### QUOTED PASSAGE:
* * * * * * *
# Hinge to suit these dimensions?



## bauerbach (Mar 25, 2012)

I am working backwards because I thought I had a hinge to fit but I was wrong.

Ive painted myself into a 1/2" face frame overlay door. 

what hinge can I use to work?


----------



## mako1 (Jan 25, 2014)

I don't really understand what you have done here.According to the drawing you have built a cabinet that has two face frames ?One 1/2" narrower than the other?


----------



## bauerbach (Mar 25, 2012)

mako1 said:


> I don't really understand what you have done here.According to the drawing you have built a cabinet that has two face frames ?One 1/2" narrower than the other?


There is 3/4" thick molding on the face frame that should sit roughly flush with the door. That is what limits me to 1/2" overlay.


----------



## mako1 (Jan 25, 2014)

Now I see what you have done.Took a while to think about it.Blum should have some hinges for your application.Check out their website.
* * * * * * *
### Dataset items:

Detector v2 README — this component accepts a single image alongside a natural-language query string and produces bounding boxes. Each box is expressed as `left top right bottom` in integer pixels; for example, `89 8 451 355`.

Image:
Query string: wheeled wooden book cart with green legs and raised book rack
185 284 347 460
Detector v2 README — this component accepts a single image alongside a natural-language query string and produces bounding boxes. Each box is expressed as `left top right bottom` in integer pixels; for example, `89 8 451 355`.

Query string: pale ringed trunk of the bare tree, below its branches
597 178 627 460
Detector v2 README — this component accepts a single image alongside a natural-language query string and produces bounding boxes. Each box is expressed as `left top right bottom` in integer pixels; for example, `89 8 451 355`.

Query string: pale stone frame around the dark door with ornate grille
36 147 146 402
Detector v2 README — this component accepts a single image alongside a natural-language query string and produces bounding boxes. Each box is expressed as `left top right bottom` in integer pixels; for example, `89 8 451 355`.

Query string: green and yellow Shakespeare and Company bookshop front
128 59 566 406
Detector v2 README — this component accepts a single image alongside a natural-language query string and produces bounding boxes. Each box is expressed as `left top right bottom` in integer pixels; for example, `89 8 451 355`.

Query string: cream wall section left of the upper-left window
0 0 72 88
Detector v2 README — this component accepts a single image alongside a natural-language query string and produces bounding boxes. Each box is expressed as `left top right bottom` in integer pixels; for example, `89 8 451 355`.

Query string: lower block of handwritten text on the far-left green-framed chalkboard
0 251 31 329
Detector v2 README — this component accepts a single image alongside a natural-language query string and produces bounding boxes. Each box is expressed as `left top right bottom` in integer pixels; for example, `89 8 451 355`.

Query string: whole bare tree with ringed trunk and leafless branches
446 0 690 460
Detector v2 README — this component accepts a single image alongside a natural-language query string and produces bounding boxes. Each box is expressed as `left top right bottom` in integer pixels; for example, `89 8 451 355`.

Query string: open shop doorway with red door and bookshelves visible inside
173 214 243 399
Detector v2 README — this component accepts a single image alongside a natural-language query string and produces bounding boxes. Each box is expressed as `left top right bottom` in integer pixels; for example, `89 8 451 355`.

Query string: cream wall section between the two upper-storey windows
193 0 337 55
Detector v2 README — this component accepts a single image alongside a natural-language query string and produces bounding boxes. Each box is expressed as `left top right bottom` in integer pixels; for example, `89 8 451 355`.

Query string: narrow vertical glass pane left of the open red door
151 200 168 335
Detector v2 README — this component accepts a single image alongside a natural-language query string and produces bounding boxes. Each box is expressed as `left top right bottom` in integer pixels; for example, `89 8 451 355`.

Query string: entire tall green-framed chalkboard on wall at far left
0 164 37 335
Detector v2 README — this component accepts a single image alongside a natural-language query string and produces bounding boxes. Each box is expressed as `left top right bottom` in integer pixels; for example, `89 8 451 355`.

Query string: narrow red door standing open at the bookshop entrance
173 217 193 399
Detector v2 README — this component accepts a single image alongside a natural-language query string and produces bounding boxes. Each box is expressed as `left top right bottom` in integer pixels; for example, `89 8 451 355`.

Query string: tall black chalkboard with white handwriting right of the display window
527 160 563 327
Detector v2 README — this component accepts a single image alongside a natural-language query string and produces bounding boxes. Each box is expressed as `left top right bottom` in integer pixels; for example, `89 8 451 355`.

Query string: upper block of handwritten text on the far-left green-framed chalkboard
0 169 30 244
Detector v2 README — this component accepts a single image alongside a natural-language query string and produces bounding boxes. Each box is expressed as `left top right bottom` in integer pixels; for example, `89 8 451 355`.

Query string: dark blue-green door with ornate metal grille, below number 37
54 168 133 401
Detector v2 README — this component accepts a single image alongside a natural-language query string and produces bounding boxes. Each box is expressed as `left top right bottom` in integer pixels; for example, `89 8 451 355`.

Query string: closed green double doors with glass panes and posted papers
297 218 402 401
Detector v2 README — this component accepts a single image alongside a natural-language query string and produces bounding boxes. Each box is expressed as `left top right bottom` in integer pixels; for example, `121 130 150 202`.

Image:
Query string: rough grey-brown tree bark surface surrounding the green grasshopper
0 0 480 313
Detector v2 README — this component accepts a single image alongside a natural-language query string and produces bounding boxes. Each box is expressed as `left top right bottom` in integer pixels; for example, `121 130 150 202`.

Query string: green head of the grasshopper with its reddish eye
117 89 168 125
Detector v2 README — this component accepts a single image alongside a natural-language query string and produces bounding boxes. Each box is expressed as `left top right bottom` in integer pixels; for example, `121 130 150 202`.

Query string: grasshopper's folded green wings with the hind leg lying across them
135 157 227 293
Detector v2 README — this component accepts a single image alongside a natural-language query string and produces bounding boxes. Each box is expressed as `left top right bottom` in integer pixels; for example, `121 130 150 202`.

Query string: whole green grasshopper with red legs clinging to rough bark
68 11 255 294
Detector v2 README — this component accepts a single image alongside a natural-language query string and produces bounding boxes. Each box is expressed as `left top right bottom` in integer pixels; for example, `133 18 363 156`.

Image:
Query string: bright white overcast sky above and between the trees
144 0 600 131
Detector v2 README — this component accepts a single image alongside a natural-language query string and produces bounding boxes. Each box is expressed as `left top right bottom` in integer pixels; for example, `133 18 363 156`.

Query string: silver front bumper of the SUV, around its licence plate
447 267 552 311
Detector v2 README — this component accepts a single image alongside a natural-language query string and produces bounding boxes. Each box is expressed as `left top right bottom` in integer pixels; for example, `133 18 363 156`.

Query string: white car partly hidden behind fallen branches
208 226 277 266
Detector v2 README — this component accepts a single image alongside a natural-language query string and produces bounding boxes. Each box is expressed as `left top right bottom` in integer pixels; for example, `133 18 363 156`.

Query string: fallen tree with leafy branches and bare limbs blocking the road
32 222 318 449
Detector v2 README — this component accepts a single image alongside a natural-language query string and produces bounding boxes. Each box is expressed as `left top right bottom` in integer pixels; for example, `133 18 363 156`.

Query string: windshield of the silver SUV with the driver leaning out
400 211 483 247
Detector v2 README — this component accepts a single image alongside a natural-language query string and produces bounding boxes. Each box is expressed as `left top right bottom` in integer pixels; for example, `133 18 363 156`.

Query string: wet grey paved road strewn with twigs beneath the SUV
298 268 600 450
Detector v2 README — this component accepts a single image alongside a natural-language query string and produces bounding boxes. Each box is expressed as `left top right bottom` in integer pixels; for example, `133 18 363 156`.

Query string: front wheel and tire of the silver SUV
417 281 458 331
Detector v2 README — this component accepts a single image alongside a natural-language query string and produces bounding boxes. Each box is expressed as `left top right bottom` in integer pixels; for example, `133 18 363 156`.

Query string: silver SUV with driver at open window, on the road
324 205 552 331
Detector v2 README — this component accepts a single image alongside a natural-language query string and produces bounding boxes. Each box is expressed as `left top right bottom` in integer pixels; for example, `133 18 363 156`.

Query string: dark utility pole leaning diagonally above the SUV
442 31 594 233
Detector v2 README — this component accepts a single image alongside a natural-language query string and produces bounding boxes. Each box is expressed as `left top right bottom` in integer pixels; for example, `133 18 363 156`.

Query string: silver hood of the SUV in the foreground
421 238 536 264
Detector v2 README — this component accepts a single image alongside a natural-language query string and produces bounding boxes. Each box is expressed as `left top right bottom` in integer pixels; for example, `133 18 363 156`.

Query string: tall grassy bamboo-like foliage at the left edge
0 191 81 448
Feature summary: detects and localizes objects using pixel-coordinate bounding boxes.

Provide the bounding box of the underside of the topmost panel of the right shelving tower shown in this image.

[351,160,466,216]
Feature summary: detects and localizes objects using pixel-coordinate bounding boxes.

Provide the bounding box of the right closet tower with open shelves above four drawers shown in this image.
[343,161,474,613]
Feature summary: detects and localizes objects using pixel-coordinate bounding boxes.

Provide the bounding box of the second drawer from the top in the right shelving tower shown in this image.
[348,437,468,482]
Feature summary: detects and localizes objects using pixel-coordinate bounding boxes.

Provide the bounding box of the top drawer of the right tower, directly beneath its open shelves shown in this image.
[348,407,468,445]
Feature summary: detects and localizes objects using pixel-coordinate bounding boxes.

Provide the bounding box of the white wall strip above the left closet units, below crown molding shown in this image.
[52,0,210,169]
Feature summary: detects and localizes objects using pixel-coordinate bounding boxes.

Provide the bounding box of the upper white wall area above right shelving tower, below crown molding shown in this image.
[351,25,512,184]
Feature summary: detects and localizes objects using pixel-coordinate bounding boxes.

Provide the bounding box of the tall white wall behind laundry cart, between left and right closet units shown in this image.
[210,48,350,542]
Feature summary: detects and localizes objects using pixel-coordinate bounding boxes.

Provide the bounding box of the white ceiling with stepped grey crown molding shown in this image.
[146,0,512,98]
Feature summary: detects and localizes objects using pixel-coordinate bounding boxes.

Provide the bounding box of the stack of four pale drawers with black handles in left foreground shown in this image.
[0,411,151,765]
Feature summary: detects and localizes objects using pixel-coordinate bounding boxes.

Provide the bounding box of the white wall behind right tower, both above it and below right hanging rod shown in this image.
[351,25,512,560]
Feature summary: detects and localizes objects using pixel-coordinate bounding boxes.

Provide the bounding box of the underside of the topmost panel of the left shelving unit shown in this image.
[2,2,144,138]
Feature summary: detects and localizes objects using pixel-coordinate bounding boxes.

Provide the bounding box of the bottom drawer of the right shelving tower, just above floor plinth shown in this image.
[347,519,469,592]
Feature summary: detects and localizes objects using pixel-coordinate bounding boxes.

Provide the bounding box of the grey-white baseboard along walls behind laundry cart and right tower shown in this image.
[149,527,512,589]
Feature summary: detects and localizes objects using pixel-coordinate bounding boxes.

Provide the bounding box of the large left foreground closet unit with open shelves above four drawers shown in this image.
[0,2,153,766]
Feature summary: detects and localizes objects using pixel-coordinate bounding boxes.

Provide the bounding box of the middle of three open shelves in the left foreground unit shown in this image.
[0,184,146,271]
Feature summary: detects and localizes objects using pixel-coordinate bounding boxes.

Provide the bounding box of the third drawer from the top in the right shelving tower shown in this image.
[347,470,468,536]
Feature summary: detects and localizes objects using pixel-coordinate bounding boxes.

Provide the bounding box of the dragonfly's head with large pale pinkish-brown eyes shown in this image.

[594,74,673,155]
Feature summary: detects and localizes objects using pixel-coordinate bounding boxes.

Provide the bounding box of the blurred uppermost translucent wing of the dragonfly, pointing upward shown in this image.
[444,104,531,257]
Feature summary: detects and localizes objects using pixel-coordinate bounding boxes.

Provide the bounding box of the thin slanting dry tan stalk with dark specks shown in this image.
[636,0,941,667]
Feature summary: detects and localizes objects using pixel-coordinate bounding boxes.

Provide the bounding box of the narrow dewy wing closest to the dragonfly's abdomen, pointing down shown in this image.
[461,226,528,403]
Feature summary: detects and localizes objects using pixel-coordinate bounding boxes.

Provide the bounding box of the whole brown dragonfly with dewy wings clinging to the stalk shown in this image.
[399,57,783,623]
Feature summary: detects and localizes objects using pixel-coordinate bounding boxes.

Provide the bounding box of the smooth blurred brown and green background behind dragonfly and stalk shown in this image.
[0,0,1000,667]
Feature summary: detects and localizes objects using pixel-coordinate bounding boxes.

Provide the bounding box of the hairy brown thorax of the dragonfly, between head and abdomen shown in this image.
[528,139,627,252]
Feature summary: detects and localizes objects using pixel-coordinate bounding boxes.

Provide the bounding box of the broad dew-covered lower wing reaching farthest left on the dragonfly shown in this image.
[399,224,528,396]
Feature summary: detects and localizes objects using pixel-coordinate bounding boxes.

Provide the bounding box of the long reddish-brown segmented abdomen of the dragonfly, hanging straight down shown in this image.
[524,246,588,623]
* * * * * * *
### TASKS TO PERFORM:
A: Reproduce the cabinet hinge thread from "# Hinge to suit" up to and including "use to work?".
B: Take the forum thread on finding a hinge for a 1/2" overlay cabinet door further, beginning right after its last post.

### ACTIVITY ANSWERS:
A:
# Hinge to suit these dimensions?



## bauerbach (Mar 25, 2012)

I am working backwards because I thought I had a hinge to fit but I was wrong.

Ive painted myself into a 1/2" face frame overlay door. 

what hinge can I use to work?

B:
----------



## bauerbach (Mar 25, 2012)

not gonna lie, blum hinges confuse the crap out of me.

I mean... I think this is a suitable hinge

http://www.pullsdirect.com/blum-71b...hinges-with-110-degree-opening-angle/p1672685

but it requires a 4.5 or 6mm mounting plate to achieve a ~12mm overlay....

so is this the right plate?

http://www.pullsdirect.com/blum-175...ble-center-mount-and-4-5mm-clearance/p1672821

are these 2 compatible?


----------



## TimPa (Jan 27, 2010)

I would seriously consider a) hinging to the 3/4 trim - should be substantial enough, or b) a non mortise wrap hinge.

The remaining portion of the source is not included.